List each line in the items below that contains the string "query".

(Pointing records for named objects)
◆ ◆ ◆ ◆ ◆

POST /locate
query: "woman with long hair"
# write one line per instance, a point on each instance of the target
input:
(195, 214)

◆ ◆ ◆ ◆ ◆

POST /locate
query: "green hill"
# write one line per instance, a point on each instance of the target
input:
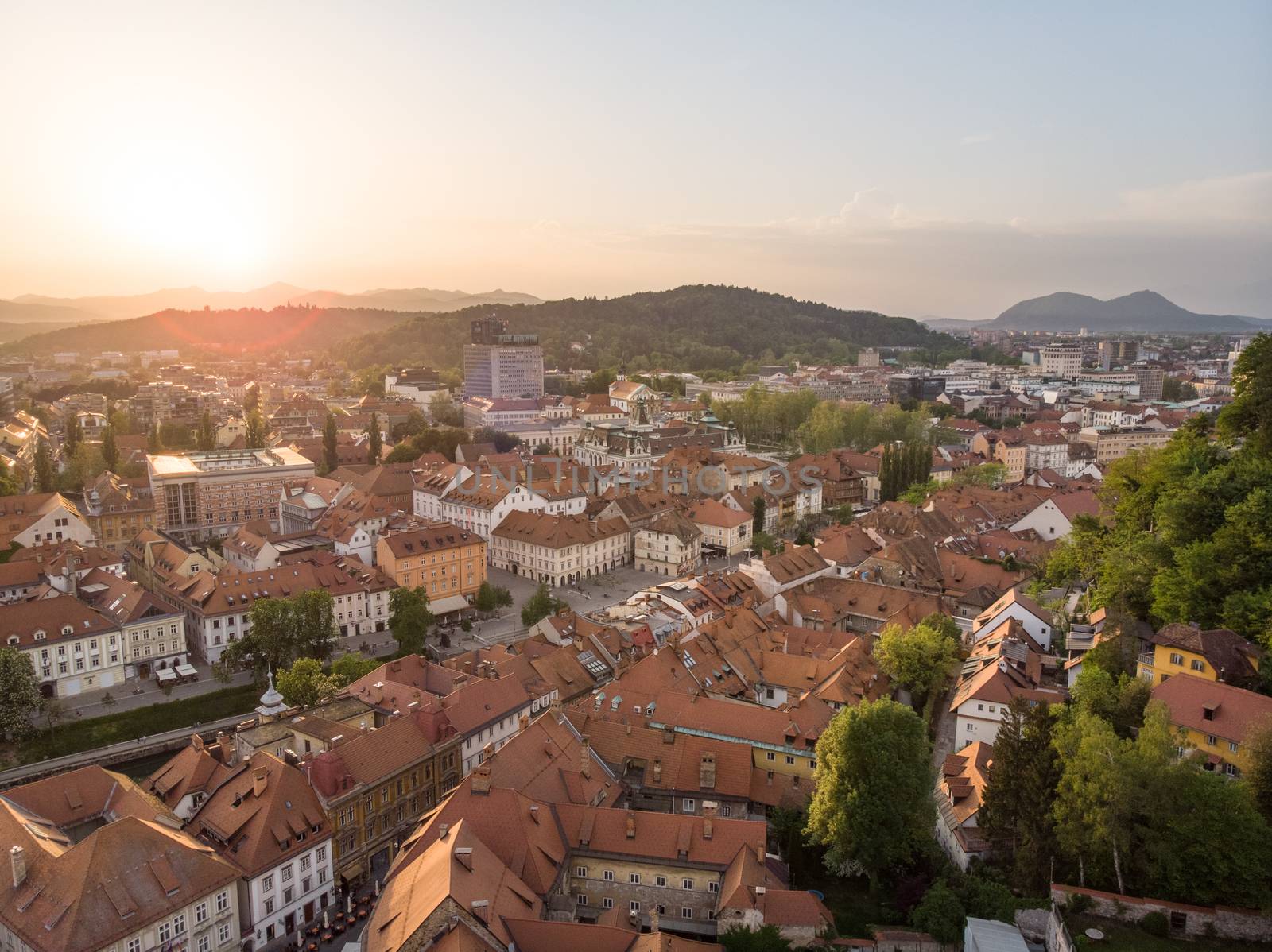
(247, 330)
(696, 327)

◆ ◆ ◆ ◆ ◆

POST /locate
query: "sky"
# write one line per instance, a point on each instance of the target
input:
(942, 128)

◆ ◆ ◆ ◆ ◆

Output of the task:
query: "woman with long hair"
query: "green hill"
query: "sky"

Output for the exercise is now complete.